Pointing records:
++++++++

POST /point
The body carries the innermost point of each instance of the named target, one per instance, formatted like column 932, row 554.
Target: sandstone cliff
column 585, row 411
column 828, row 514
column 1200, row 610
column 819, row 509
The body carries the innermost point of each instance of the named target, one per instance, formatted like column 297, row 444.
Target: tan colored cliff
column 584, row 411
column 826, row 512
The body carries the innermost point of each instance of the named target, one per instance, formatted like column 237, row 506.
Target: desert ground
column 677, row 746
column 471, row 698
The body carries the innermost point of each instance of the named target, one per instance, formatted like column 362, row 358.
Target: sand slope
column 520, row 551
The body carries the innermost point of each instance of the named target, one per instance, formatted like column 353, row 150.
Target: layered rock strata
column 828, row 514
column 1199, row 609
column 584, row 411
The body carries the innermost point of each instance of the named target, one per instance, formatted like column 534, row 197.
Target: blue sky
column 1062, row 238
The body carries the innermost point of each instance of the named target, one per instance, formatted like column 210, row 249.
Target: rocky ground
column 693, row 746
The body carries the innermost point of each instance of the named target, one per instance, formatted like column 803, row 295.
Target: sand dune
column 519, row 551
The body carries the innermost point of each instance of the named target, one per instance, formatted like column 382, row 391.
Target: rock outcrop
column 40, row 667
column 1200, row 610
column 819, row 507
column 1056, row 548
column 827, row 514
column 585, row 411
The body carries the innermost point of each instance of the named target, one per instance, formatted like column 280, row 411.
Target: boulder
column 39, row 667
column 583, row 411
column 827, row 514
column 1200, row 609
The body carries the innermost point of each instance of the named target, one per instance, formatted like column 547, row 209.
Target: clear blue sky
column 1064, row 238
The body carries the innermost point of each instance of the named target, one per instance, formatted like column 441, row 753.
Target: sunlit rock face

++++++++

__WORK TO BE COMPLETED__
Put each line of the pointing records above into a numbered list, leaving out any blank lines.

__TASK RESULT__
1. POST /point
2. The body carries the innermost point of each instance of the named target, one per instance, formatted like column 932, row 554.
3. Target: sandstone cliff
4. column 585, row 411
5. column 828, row 514
6. column 1200, row 610
7. column 819, row 509
8. The body carries the innermost point of each instance of the named target, one per instance, formatted like column 297, row 444.
9. Target: tan colored cliff
10. column 584, row 411
11. column 826, row 512
12. The body carries the innermost point of each instance of the named target, one per instance, formatted like column 237, row 506.
13. Target: desert ground
14. column 677, row 746
15. column 471, row 698
16. The body carries the innermost point of each instance of the named target, one per instance, formatted like column 362, row 358.
17. Target: sand slope
18. column 520, row 551
19. The body carries the innermost point of each instance of the named target, one per instance, formatted like column 353, row 150.
20. Target: layered rock strata
21. column 828, row 514
22. column 1199, row 609
23. column 584, row 411
24. The body carries the innermost point of each instance of the named target, one per instance, formatted like column 534, row 197.
25. Target: blue sky
26. column 1062, row 238
27. The body carries the innermost point of each instance of the named target, one per instance, formatted like column 210, row 249.
28. Target: rocky ground
29. column 693, row 746
30. The body carries the innermost point of each instance of the named target, one per instance, formatted like column 803, row 295.
31. Target: sand dune
32. column 519, row 551
33. The body carries the innermost point of each instance of the named target, one per instance, formatted like column 382, row 391.
34. Target: rock outcrop
35. column 40, row 667
36. column 1200, row 610
37. column 819, row 507
38. column 1056, row 548
39. column 827, row 514
40. column 585, row 411
41. The body carries the innermost point of each instance of the named target, one per instance, formatted like column 280, row 411.
42. Target: boulder
43. column 39, row 667
44. column 583, row 411
45. column 827, row 514
46. column 1200, row 609
47. The body carries the innermost point of each instance of the named target, one per instance, formatted like column 547, row 209.
48. Target: clear blue sky
49. column 1064, row 238
50. The body carries the innermost point of each instance of the named target, one per instance, formatted like column 441, row 753.
51. Target: sunlit rock face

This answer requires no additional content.